WHAT YOU NEED TO DO
Gather each line of the data below that contains the string "palm".

+++

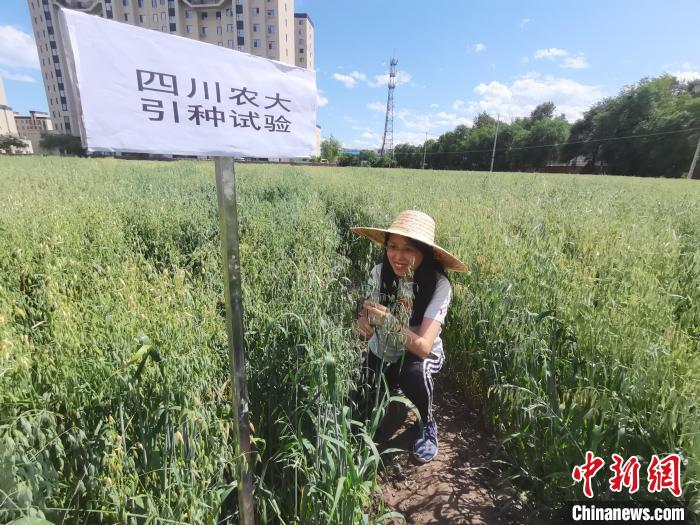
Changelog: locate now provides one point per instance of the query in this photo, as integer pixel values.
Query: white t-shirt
(385, 346)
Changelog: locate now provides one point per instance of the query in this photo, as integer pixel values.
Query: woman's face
(402, 254)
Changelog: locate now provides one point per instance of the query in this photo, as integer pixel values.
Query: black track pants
(414, 377)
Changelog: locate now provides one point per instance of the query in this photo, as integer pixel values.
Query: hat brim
(448, 261)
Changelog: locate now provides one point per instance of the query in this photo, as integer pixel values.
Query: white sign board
(145, 91)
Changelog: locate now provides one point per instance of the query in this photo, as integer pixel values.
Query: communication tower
(388, 140)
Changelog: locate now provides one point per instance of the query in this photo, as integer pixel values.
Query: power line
(646, 135)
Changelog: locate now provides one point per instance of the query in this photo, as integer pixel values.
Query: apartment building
(266, 28)
(31, 128)
(303, 41)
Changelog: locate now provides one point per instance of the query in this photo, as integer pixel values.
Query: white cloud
(493, 90)
(519, 98)
(575, 62)
(19, 77)
(687, 76)
(350, 80)
(551, 53)
(17, 48)
(346, 80)
(569, 61)
(402, 77)
(441, 120)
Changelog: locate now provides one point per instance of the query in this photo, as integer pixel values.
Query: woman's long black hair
(424, 280)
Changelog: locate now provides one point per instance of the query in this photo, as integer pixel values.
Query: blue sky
(456, 58)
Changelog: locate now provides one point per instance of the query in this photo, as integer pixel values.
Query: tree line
(649, 129)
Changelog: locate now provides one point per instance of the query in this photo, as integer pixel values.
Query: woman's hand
(376, 313)
(363, 326)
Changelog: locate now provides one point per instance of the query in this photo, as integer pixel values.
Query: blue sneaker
(425, 447)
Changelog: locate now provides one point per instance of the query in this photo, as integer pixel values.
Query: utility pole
(495, 138)
(695, 161)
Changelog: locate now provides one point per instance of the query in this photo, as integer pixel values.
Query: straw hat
(419, 226)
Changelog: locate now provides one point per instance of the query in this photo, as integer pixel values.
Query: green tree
(65, 144)
(330, 148)
(7, 142)
(648, 109)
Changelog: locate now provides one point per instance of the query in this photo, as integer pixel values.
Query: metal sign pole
(228, 224)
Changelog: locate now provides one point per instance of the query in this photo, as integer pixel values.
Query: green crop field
(577, 328)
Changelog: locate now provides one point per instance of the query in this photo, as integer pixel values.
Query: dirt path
(459, 485)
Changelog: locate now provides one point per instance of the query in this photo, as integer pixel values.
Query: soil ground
(460, 486)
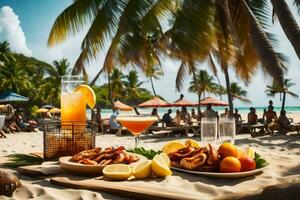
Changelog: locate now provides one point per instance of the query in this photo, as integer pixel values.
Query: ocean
(242, 110)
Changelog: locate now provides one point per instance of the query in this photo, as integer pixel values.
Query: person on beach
(167, 119)
(176, 120)
(154, 112)
(252, 116)
(237, 117)
(98, 119)
(226, 113)
(185, 115)
(283, 123)
(113, 124)
(193, 114)
(209, 112)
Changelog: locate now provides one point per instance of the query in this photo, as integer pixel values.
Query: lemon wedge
(250, 152)
(167, 159)
(191, 143)
(89, 94)
(172, 146)
(142, 170)
(118, 172)
(160, 167)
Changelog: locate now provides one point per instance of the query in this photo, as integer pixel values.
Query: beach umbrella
(42, 110)
(55, 110)
(185, 103)
(47, 106)
(154, 102)
(12, 97)
(122, 106)
(212, 101)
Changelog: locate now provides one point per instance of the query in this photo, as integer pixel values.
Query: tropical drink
(74, 97)
(136, 124)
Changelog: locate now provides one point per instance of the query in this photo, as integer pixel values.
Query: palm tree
(14, 77)
(132, 84)
(288, 22)
(116, 84)
(275, 89)
(238, 92)
(111, 20)
(203, 83)
(52, 83)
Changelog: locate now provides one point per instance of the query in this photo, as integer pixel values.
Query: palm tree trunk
(151, 80)
(109, 91)
(283, 101)
(230, 101)
(288, 23)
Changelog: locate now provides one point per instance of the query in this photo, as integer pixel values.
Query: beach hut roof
(154, 102)
(184, 102)
(122, 106)
(213, 102)
(11, 96)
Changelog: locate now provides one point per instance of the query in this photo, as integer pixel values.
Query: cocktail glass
(73, 104)
(137, 124)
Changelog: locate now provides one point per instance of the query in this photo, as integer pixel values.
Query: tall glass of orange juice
(73, 104)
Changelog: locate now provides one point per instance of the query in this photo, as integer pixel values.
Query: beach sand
(282, 152)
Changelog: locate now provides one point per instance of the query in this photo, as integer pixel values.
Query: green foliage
(18, 160)
(144, 152)
(260, 162)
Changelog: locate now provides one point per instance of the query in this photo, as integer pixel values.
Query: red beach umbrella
(122, 106)
(184, 102)
(212, 101)
(154, 102)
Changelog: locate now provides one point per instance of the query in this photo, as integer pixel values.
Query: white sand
(282, 152)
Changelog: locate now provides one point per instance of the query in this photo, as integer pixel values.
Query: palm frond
(73, 19)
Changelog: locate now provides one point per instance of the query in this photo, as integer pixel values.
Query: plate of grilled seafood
(227, 161)
(91, 162)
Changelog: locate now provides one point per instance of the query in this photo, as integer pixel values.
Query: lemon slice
(250, 152)
(160, 167)
(173, 146)
(167, 159)
(89, 94)
(118, 172)
(142, 170)
(191, 143)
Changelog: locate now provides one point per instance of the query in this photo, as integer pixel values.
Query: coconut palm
(275, 89)
(52, 83)
(132, 84)
(13, 77)
(116, 84)
(111, 20)
(288, 22)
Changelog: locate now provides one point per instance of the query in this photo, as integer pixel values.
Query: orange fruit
(247, 163)
(227, 149)
(230, 164)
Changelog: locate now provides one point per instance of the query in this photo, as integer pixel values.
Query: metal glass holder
(67, 139)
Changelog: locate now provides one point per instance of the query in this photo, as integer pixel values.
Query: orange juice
(136, 125)
(73, 108)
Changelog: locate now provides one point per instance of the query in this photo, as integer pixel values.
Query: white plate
(87, 170)
(223, 175)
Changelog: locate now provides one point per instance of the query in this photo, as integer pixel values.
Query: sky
(26, 25)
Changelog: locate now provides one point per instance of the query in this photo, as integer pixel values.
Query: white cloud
(11, 31)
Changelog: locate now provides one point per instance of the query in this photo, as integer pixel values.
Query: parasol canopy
(47, 106)
(154, 102)
(42, 110)
(212, 101)
(11, 96)
(184, 102)
(55, 110)
(122, 106)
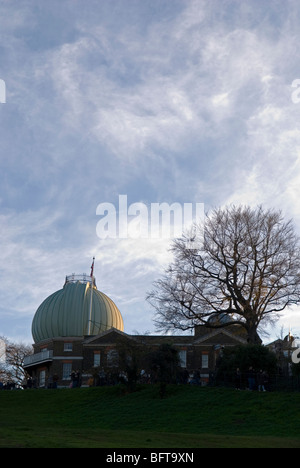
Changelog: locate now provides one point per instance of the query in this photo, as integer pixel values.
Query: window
(182, 358)
(67, 369)
(112, 358)
(204, 361)
(68, 346)
(42, 378)
(97, 359)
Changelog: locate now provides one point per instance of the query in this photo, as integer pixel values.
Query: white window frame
(97, 359)
(182, 358)
(205, 361)
(68, 347)
(67, 369)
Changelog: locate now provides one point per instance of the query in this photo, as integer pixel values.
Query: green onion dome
(78, 309)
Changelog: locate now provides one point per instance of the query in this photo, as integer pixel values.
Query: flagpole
(91, 299)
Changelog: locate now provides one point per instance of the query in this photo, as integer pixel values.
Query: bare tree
(12, 360)
(246, 271)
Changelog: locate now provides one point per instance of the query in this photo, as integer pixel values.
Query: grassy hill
(109, 417)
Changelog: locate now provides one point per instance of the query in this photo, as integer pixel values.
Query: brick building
(79, 328)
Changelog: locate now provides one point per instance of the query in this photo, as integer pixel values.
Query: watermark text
(154, 221)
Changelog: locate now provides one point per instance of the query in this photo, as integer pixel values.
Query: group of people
(254, 380)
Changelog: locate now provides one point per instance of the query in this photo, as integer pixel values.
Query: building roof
(67, 313)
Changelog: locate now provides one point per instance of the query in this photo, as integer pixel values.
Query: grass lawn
(189, 417)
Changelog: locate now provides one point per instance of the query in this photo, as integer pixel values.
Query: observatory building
(76, 330)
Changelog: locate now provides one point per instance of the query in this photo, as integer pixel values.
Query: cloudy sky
(160, 100)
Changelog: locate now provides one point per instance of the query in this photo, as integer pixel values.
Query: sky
(164, 101)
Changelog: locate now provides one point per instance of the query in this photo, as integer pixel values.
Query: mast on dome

+++

FULL RESPONSE
Query: palm tree
Query: palm tree trunk
Query: palm frond
Query: coconut palm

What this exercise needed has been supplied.